» WHAT YOU NEED TO DO
What you return must be an exact copy of the lines in the listing below between the line holding "of the shrub" and the line holding "column 283, row 587", inclusive, and nothing more.

» INFORMATION GIVEN
::::

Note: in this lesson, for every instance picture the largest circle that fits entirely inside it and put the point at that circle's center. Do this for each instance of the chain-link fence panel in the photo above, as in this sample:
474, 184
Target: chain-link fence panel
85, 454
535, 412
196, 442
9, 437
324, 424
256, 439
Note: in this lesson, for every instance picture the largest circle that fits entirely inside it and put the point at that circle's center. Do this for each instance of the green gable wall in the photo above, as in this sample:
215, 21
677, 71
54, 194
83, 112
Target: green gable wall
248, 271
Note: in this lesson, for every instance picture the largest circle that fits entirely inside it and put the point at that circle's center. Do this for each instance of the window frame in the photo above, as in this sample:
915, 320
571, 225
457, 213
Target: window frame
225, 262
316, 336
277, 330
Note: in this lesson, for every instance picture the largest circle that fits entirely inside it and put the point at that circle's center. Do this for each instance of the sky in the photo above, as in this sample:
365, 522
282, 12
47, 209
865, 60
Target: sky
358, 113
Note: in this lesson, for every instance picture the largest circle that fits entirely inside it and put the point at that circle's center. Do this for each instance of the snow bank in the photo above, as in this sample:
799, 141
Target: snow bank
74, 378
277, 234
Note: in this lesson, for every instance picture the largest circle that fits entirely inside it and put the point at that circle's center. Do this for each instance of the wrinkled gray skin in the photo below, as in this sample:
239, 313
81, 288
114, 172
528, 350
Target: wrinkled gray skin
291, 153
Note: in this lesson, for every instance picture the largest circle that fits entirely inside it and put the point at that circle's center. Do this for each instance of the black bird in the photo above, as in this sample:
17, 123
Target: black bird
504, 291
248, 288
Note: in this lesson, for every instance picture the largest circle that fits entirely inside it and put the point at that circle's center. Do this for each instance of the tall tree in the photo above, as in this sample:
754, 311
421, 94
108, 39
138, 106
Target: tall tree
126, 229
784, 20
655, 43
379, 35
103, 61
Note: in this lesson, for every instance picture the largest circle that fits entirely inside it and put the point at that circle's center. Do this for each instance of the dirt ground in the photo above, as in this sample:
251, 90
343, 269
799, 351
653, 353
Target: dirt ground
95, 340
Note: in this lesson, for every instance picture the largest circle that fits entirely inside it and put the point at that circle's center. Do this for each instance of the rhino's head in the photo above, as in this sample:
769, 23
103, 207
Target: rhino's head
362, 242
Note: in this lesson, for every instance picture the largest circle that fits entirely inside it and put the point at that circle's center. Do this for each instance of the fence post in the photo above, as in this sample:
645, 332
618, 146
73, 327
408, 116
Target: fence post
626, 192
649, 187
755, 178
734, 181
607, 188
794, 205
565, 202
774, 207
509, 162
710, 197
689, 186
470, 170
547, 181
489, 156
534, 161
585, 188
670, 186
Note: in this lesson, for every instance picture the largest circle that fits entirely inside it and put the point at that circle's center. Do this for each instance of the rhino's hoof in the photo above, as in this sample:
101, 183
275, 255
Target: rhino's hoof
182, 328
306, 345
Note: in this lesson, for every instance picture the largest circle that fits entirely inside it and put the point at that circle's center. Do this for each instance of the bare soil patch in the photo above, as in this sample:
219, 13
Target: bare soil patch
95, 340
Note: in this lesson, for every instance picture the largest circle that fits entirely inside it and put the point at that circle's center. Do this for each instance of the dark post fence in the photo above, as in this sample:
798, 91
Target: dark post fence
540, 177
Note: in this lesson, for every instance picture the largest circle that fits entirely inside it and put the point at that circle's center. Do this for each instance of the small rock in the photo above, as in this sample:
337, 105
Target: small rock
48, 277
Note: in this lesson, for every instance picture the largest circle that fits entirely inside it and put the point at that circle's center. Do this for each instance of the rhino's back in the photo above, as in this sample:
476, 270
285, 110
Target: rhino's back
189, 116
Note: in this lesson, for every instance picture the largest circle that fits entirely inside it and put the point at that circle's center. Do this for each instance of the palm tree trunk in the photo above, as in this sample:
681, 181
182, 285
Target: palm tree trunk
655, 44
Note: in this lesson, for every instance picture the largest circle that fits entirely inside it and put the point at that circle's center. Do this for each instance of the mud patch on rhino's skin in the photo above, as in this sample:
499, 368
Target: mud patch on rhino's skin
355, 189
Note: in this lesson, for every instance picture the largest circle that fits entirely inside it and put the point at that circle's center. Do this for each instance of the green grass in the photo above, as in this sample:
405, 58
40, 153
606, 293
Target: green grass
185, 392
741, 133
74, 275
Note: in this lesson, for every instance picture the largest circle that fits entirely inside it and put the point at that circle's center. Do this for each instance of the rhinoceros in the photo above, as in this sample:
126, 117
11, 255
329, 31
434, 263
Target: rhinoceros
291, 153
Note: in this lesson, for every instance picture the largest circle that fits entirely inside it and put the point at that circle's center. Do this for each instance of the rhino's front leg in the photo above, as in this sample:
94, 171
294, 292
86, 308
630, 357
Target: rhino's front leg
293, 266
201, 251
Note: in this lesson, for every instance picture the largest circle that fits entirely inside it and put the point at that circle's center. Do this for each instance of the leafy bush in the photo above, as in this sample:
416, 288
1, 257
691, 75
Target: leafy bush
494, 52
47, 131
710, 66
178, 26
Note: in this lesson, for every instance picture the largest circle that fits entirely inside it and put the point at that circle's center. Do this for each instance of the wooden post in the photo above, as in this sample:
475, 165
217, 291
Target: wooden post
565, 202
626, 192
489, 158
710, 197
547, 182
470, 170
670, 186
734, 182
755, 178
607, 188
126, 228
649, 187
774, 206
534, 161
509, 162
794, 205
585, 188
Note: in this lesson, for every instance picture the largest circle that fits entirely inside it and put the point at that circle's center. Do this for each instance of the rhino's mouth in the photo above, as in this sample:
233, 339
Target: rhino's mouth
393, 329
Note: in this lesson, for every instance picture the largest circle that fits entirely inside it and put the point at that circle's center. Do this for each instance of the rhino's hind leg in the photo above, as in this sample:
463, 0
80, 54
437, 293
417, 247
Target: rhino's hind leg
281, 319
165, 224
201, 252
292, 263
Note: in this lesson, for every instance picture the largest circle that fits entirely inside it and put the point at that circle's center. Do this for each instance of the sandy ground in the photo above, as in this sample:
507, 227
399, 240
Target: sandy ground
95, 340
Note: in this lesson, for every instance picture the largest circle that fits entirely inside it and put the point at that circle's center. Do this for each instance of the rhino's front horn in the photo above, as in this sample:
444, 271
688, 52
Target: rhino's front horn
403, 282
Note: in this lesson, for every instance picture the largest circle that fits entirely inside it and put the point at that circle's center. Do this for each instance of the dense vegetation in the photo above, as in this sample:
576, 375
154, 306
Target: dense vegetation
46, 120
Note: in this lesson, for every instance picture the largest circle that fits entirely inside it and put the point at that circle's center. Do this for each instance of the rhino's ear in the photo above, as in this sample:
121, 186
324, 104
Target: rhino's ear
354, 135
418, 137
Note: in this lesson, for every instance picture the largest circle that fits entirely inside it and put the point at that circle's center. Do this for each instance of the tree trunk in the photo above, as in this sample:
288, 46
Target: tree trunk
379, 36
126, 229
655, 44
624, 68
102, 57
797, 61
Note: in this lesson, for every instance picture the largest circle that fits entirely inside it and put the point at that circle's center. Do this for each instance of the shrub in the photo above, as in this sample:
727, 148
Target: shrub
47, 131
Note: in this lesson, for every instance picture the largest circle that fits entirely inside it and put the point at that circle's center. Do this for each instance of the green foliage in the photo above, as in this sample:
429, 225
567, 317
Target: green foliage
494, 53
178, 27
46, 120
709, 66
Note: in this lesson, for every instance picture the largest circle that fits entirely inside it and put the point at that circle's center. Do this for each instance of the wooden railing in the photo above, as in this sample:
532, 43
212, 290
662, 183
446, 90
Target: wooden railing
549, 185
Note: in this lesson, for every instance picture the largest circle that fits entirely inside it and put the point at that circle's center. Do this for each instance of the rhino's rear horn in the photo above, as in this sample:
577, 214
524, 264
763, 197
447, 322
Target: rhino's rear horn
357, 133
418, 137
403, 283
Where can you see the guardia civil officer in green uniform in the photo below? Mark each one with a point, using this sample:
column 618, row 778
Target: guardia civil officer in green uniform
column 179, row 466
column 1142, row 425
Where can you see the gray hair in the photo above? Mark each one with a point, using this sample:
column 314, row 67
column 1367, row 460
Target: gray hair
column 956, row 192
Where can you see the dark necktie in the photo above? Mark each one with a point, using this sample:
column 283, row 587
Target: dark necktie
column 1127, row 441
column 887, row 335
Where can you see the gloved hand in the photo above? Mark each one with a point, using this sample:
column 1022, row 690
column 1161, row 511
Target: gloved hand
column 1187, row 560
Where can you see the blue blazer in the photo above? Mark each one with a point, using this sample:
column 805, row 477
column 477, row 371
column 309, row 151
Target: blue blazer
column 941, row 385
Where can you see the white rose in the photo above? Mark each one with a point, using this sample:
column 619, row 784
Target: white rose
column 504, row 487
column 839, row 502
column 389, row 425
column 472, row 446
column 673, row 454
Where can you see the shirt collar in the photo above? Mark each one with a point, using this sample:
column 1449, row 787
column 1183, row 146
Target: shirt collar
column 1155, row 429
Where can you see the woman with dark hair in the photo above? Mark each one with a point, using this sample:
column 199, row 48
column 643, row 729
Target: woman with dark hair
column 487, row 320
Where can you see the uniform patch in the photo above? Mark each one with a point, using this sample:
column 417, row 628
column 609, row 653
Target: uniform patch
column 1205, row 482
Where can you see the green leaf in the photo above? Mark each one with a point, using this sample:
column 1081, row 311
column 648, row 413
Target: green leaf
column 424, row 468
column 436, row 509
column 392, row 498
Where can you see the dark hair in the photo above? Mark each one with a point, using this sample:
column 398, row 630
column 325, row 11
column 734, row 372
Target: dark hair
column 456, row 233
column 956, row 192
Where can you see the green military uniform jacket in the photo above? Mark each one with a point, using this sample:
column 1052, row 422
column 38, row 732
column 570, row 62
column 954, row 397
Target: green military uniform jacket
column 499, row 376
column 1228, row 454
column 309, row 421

::::

» RESPONSE AREA
Note: in this lesson, for every instance picture the largest circle that fits entirely inside it and put the point at that circle's center. Do this for each instance of the shrub in the photo above, as in this sample:
727, 148
Target: shrub
47, 131
Note: in this lesson, for every instance picture the largest circle that fits entirely inside it and put the point at that circle's center. Do this for each instance of the green foliage in the photo above, as in this sample:
429, 225
567, 317
Target: green foliage
494, 53
178, 27
46, 120
709, 66
Note: in this lesson, for every instance picture the largest circle that fits entirely inside it and put the point at that circle's center. Do this for each instance of the wooden railing in the photo above, as in this sample:
532, 43
212, 290
662, 183
446, 90
Target: wooden railing
549, 185
Note: in this lesson, for every instance picture the largest circle that fits entirely inside it and put the point at that circle's center. Do this for each instance of the rhino's rear horn in the photo above, as in this sample:
577, 214
524, 264
763, 197
447, 322
Target: rhino's rear horn
357, 133
418, 137
403, 283
Where can you see the guardia civil officer in green uniform in the photo below? Mark each one with a point, using this sample:
column 618, row 778
Target: guardia civil officer in green uniform
column 179, row 466
column 1142, row 425
Where can you see the gray hair in the photo above? Mark each one with a point, using this sample:
column 314, row 67
column 1367, row 460
Target: gray hair
column 956, row 192
Where can you see the dark necktie in the photo above? Mark each one with a point, using this sample:
column 283, row 587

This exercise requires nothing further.